§ Passage for review
◇ ◇ ◇
Tuesday, May 4, 2010

Down Day

A nearly sleepless night following an exhausting day yesterday, made for a day where I felt dreadfully slow, and sickly in various ways, and wore my dunce cap all day, too. I lack good judgment when my body is this tired. That is, I can't think well enough to know how to minimize the bad effects of extreme fatigue, and decision-making is a challenge. Last time this happened to me I went shoe-shopping because I had a birthday discount coupon at my favorite store, and I ended up spending a lot of money on the wrong thing, and could not get it back.

So at least I knew enough not to go to any stores. But I didn't take a nap, because I thought, "Naps don't usually work for me." Now I think it would have been worth a try. I didn't spend any money online, either, so that was good. I managed to come up with some short comments on other people's blogs, but I couldn't write anything long and thoughtful, so as to make progress on my book reviews, for example.

I accomplished about a tenth of what I'd put on my to-do list yesterday. I stayed home and did a little laundry, a little sorting of this and that, and I deadheaded the tea roses. I also picked a couple of rosebuds to add to this bouquet I started yesterday, from some of the things blooming in the yard.
◇ ◇ ◇
Collected data

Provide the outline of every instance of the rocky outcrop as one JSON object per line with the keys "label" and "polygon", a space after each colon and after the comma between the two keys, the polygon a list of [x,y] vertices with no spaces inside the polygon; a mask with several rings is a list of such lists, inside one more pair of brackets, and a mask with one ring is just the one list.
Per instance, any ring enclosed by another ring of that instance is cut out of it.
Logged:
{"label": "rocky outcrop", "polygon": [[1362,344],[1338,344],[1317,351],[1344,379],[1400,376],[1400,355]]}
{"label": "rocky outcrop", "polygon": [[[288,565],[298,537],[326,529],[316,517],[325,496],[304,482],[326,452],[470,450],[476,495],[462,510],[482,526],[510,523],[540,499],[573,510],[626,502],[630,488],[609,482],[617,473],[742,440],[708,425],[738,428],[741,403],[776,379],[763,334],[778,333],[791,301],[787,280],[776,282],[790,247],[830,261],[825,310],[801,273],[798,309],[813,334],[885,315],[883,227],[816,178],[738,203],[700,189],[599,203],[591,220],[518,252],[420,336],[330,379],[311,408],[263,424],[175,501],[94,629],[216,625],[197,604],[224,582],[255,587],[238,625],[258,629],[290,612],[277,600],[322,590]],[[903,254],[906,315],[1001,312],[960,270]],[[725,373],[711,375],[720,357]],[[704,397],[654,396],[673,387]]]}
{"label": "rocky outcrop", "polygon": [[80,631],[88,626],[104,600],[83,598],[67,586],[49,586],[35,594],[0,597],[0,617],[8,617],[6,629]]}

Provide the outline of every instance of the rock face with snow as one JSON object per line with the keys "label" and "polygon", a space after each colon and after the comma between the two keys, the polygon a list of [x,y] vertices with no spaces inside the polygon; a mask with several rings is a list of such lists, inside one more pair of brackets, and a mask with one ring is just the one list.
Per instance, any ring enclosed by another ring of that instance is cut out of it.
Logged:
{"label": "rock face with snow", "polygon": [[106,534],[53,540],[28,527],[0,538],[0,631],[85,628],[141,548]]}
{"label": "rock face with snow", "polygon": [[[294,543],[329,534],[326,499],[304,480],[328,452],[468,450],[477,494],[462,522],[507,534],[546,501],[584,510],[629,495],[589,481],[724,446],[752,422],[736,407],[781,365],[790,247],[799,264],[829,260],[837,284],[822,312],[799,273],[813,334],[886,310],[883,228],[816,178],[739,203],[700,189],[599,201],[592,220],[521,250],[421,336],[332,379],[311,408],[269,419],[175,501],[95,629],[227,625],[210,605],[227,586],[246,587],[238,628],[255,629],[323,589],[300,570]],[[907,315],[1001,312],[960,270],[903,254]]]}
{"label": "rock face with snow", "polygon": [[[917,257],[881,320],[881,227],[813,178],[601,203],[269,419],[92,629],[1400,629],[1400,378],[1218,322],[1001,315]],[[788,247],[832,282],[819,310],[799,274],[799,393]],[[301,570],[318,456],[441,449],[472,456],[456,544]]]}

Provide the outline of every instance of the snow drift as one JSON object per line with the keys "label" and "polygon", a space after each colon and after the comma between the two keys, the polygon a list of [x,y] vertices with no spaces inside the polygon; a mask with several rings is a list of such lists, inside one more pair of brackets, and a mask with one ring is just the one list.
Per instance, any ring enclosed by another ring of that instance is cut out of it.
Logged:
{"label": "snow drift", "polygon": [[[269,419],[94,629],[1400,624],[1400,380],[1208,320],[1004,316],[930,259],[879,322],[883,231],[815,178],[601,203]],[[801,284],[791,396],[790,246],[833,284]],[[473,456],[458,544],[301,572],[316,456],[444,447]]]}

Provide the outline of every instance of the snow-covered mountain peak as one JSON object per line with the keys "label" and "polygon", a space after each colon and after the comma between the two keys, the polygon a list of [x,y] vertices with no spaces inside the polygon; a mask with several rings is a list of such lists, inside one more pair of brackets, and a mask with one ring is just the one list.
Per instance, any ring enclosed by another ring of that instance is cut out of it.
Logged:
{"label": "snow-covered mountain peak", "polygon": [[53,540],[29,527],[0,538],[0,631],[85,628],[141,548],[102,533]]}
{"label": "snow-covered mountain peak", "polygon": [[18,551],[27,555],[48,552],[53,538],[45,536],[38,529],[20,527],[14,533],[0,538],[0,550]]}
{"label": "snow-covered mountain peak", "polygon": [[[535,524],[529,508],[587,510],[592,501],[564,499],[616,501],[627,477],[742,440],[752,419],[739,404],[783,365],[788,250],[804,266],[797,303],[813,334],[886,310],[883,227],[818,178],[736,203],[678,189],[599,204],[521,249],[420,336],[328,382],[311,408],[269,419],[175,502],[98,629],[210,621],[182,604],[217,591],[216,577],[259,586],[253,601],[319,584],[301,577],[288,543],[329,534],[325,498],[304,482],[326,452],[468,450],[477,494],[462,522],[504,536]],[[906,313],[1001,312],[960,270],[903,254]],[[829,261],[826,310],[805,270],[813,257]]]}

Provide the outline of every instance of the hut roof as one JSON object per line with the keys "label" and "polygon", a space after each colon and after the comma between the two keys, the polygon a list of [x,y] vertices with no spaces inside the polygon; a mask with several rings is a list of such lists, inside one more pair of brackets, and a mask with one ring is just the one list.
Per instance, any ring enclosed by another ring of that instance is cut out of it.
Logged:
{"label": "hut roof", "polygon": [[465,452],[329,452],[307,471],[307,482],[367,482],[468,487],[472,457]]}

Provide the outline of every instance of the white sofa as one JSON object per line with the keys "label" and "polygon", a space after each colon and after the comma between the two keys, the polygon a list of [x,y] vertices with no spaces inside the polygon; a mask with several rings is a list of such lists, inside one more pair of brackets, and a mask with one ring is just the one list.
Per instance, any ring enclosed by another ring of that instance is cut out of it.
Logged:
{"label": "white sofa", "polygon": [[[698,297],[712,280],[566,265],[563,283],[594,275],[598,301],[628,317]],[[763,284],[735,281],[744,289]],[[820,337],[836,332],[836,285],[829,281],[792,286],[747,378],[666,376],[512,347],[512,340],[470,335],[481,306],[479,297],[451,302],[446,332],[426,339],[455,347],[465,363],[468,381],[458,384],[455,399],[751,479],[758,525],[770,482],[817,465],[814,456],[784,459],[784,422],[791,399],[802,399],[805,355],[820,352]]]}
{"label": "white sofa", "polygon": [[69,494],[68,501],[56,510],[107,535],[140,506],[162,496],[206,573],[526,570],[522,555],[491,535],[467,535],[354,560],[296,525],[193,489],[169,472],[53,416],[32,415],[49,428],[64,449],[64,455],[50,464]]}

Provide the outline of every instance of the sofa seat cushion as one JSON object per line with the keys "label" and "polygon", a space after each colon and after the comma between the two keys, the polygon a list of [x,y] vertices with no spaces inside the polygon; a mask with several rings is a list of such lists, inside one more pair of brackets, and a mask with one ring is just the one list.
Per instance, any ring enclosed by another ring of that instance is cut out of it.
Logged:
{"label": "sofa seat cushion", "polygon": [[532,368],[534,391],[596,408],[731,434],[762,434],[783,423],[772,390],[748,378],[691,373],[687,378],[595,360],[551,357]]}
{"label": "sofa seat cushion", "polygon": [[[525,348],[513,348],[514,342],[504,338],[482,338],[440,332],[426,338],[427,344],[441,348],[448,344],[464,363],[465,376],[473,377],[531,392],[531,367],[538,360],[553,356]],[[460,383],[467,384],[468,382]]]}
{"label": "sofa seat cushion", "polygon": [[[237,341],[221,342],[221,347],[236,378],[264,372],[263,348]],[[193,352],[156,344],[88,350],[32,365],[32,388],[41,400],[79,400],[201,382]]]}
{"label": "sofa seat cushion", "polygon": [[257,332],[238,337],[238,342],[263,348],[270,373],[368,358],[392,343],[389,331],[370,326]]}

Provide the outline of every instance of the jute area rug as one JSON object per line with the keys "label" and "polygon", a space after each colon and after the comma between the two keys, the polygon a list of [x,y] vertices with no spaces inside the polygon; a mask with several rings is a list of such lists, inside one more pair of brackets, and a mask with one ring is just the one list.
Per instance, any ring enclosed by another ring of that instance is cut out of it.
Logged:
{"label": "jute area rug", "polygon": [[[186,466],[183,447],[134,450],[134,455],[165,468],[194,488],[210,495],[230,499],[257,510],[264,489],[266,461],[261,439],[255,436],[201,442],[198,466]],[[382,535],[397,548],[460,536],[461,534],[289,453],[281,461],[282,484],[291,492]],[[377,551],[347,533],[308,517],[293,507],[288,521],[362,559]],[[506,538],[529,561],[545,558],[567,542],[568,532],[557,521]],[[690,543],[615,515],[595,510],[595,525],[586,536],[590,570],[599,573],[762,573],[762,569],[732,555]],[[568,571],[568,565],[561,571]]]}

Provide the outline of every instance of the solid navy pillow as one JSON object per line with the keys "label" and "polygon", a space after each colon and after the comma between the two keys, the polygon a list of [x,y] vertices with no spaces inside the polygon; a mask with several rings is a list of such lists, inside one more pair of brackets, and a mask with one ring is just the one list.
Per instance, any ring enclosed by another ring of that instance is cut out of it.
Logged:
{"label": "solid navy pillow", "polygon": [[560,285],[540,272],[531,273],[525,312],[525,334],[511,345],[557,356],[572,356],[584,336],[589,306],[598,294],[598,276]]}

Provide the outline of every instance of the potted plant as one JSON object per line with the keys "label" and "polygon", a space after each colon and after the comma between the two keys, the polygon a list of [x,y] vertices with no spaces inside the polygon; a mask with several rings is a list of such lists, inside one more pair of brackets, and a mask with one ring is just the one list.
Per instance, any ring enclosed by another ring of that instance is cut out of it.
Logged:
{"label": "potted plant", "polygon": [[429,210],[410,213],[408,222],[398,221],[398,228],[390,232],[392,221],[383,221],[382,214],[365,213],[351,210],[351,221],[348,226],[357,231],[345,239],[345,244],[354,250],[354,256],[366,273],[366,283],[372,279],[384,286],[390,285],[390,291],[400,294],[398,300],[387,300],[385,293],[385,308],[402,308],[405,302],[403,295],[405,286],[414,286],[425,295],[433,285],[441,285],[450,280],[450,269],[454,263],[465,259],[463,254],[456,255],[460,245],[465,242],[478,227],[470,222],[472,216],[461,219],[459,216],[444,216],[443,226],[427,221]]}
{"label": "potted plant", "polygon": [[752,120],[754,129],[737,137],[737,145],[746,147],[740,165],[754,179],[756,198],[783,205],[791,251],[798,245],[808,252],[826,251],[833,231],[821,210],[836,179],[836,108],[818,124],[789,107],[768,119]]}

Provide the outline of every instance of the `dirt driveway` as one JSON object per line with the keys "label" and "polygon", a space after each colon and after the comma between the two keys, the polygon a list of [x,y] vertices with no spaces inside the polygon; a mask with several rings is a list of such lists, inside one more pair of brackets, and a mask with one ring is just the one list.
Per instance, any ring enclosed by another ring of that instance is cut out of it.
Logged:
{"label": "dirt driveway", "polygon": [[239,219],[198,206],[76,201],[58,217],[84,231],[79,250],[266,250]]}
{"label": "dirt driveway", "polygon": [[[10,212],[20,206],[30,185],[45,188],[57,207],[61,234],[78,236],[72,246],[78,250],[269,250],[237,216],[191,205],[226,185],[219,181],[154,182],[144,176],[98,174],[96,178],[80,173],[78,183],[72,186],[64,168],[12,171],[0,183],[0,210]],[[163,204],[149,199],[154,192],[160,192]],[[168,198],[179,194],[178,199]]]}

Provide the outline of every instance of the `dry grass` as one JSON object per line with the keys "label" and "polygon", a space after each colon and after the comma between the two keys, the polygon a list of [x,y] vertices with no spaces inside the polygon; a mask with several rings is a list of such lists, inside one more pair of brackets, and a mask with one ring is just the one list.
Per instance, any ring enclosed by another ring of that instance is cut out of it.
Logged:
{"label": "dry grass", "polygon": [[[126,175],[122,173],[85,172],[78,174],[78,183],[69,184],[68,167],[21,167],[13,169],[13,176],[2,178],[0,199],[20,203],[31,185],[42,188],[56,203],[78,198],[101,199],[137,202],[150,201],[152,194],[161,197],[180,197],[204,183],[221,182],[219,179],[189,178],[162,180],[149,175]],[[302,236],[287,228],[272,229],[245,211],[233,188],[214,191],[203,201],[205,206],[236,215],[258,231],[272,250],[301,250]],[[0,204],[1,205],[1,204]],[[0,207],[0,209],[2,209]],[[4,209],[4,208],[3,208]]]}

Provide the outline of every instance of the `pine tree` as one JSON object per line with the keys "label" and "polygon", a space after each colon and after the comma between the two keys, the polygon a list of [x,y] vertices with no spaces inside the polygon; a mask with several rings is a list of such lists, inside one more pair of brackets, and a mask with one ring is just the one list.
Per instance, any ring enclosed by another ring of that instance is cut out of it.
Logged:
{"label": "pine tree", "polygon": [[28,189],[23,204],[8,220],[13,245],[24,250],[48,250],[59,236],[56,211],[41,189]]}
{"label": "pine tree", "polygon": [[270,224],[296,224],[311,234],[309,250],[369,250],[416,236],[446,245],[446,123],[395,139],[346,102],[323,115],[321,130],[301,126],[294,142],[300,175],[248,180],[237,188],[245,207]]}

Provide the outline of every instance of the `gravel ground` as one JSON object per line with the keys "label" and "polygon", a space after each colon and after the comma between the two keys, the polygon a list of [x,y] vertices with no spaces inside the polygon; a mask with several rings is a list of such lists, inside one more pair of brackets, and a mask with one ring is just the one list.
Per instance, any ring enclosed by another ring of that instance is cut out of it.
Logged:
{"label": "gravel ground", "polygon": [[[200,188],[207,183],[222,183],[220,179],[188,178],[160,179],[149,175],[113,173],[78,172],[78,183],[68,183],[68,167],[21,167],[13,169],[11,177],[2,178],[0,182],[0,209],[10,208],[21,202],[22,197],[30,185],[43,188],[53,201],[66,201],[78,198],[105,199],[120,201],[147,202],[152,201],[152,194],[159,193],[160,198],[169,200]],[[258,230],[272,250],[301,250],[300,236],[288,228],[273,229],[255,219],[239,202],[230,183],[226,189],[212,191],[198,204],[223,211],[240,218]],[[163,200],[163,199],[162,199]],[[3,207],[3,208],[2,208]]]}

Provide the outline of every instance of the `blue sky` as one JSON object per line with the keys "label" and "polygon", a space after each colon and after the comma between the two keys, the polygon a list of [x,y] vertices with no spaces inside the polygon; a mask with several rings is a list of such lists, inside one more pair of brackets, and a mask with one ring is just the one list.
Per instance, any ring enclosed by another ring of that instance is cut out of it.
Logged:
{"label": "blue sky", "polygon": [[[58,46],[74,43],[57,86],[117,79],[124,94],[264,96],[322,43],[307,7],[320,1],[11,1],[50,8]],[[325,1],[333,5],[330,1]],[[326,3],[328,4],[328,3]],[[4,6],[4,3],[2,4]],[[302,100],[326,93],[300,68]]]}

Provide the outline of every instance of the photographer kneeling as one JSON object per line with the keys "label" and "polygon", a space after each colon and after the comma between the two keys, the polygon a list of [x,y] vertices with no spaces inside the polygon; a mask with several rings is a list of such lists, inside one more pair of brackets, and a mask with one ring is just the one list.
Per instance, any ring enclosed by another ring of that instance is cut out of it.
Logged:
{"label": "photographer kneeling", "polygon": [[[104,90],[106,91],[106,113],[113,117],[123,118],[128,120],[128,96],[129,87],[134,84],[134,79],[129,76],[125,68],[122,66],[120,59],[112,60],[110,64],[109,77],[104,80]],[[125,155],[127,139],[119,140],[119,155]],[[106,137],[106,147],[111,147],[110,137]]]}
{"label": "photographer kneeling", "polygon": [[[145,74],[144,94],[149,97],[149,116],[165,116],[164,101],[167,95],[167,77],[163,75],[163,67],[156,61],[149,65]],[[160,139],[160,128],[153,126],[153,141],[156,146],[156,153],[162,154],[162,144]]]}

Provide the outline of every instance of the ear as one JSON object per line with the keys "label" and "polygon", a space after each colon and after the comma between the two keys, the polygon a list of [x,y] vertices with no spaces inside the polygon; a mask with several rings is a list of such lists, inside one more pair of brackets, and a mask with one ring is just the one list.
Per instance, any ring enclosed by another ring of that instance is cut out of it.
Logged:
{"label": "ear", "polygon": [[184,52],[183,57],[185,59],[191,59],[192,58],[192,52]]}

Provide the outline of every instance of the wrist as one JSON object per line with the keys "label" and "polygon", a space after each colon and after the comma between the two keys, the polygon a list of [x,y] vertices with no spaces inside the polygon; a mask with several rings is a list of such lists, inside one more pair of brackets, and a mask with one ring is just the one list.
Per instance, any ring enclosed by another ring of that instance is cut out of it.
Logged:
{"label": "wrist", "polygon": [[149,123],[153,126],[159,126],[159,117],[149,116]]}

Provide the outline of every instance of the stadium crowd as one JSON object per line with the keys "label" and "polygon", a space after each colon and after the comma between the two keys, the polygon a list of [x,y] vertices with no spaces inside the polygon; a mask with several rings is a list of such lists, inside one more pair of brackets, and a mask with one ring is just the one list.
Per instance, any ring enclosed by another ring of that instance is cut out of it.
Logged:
◇ ◇ ◇
Answer these questions about the "Down Day" post:
1. What kind of store did the writer go to the last time this happened?
2. What did the writer think that led to skipping a nap?
3. About how much of the to-do list did the writer accomplish?

§ Solution to this task
1. A shoe store; the writer went shoe-shopping with a birthday discount coupon at a favorite store.
2. "Naps don't usually work for me."
3. About a tenth.